Exercise prompt: Using the data beneath this instruction, retype only the lines from the one that contains "Guideline: put one point on each instance of the chain" down to the one that contains "Guideline: put one point on each instance of the fallen", both included, exactly as they appear.

Items from a data source
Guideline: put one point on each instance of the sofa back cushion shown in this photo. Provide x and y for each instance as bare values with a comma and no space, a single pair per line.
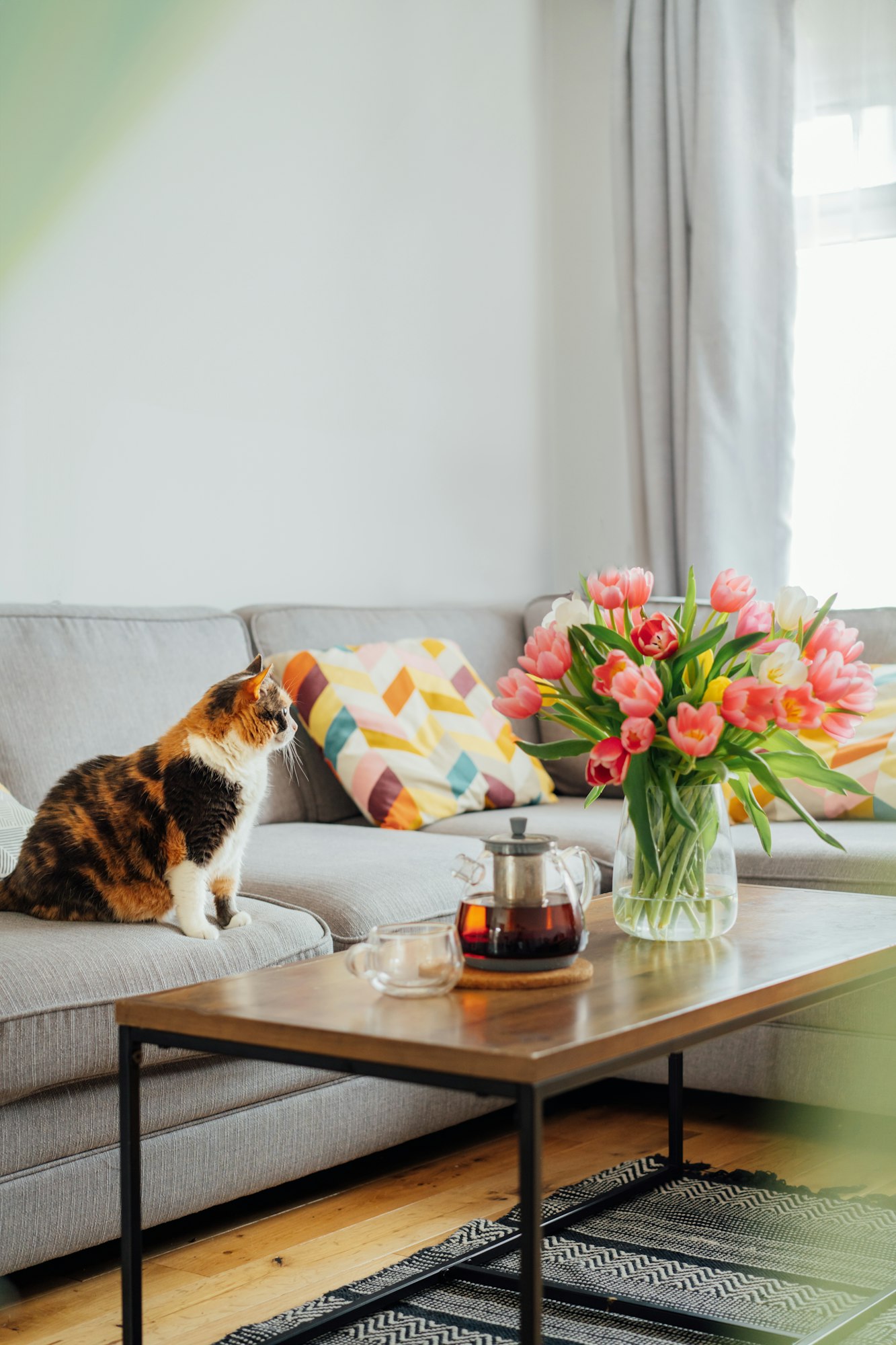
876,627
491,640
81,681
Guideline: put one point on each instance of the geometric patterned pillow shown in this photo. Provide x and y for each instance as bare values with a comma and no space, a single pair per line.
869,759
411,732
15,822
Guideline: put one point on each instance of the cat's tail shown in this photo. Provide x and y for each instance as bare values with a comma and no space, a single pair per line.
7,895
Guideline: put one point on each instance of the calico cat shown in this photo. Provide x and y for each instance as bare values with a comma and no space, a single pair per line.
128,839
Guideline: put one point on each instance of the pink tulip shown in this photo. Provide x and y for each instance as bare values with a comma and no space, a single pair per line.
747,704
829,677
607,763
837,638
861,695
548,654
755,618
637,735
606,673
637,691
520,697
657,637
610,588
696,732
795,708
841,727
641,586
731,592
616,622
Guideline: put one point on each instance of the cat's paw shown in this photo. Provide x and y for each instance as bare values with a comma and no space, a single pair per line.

---

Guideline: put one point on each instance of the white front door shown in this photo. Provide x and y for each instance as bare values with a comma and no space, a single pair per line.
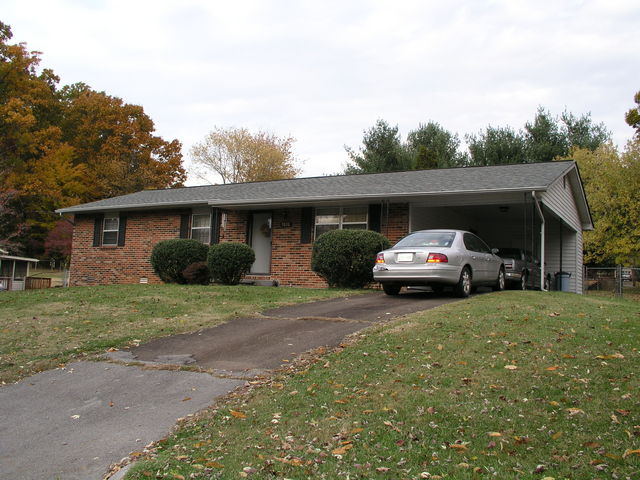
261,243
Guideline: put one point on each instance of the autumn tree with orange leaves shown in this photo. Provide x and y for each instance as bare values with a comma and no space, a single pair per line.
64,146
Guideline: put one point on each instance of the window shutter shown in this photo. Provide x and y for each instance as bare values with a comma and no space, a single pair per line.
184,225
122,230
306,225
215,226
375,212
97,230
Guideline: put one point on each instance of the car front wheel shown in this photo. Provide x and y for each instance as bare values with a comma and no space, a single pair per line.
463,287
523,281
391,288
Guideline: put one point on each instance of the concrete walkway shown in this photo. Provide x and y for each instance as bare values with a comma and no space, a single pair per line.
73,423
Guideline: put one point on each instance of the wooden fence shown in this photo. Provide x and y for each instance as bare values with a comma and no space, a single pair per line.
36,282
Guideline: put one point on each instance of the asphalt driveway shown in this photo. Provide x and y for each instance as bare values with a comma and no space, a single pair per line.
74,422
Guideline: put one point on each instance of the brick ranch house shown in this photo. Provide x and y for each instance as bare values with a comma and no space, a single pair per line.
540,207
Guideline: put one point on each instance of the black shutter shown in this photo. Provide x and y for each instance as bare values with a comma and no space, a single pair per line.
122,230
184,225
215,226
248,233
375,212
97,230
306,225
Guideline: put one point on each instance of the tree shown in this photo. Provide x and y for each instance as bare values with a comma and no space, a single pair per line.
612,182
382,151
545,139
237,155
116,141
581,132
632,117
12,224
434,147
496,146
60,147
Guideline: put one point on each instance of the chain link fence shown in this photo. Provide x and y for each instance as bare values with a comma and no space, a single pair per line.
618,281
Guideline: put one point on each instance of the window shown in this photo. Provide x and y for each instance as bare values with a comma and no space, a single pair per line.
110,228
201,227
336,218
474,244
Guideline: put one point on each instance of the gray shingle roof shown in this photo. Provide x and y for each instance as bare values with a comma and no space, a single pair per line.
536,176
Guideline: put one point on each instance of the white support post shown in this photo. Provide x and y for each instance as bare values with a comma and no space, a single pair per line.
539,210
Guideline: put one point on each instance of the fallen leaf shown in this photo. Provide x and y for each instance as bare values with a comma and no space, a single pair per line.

Solution for this exercise:
Guideline: put one point on each instance of the chain link fence shown in this photo. Provide x and y for each instance as bare values with a comma and no space, a single pair per line.
618,281
Guideline: put one point on each instance of the window shown in this photo. Provide x and y for each instance as bare values with a comma and no space, a single pair per line.
110,228
201,227
336,218
474,244
Guideline: put one point on each instance of the gray shingle roof shown in this photo. Provide x and y for each instance as bare values with a comma and no space, a single pair per line.
536,176
Guideline: put one point on each instance of the white support post shown in this photo. Provide x and y for each instance as bare values with a comma and no space, a single pair per line.
539,210
Guideline: put one point on each instance of the fallen leaf shown in this photo. Provide x and y for each instance as bare values with a comma and no space, a single pair per line.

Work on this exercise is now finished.